TASK DETAILS:
Return the entries in full, exactly as written.

====== RECORDS PROVIDED ======

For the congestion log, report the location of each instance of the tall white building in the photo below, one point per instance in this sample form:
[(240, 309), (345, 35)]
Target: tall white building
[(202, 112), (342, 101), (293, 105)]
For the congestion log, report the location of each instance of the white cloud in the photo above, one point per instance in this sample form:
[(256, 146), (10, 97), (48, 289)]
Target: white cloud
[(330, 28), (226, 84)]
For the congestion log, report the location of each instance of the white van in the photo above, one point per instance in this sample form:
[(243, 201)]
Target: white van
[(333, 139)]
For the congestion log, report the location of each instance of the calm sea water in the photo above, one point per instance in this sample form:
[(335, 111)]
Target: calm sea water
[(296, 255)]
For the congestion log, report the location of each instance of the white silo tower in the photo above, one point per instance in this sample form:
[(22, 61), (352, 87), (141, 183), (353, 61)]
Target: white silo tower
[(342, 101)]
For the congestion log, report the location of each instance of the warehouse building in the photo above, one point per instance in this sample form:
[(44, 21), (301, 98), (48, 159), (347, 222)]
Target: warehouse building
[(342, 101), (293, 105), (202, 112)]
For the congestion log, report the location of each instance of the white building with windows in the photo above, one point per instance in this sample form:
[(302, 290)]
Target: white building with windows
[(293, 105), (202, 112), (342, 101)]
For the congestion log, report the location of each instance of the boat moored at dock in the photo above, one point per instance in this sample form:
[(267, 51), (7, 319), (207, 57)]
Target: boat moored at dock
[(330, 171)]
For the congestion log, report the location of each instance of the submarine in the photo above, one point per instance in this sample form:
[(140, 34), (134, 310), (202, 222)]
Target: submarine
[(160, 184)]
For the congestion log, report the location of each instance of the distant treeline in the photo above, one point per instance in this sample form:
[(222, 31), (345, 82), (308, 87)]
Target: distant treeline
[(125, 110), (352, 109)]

======

RESULT FOR THIS EXERCISE:
For the congestion log, report the location of each instance of the tall white building in the photo below, one point per instance in this sample form:
[(240, 309), (345, 35)]
Target: tall white building
[(202, 112), (342, 101), (293, 105)]
For the congestion log, report the location of each instance of the white cloud in the photo above, one point per instance in this sample form:
[(256, 146), (10, 97), (48, 289)]
Target: white cloud
[(330, 28), (226, 84)]
For the congestion log, report the location of each instance of the white van in the photo above, one point per instance in this sample form:
[(243, 201)]
Target: white van
[(333, 139)]
For the congestion log, report the location of each instance of the calm sea water in the photo above, one point per instance in this sample form:
[(335, 111)]
Target: calm sea water
[(296, 255)]
For the congestion log, report the location of each instance of the white silo tower in the photo above, one point per instance in this sample form:
[(22, 61), (352, 87), (141, 183), (353, 61)]
Target: white silo tower
[(342, 101)]
For the congestion log, report the location of each instance of the warehouse building in the photo above, one point per instance in this sample form:
[(44, 21), (301, 98), (48, 159), (347, 222)]
Target: warehouse building
[(342, 101), (293, 105), (202, 112)]
For the congestion log, report the location of each instance of the white building with windows in the photo above, one point per instance in this sample form:
[(302, 290)]
Target: white building with windows
[(293, 105), (202, 112), (342, 101)]
For the congestion log, report the location of each instance of the boat moored at dock in the photo above, one point per instance in this sample form:
[(267, 51), (7, 319), (207, 57)]
Target: boat moored at dock
[(330, 171)]
For the congestion log, report the location of each instance of the submarine in the photo above, one point per instance in this sample form:
[(140, 34), (134, 310), (202, 222)]
Target: submarine
[(160, 184)]
For the congestion log, report the location of each instance of the distant treeline in the photo above, one point per instance in this sample form:
[(222, 31), (345, 82), (308, 87)]
Target: distant treeline
[(125, 110), (352, 109)]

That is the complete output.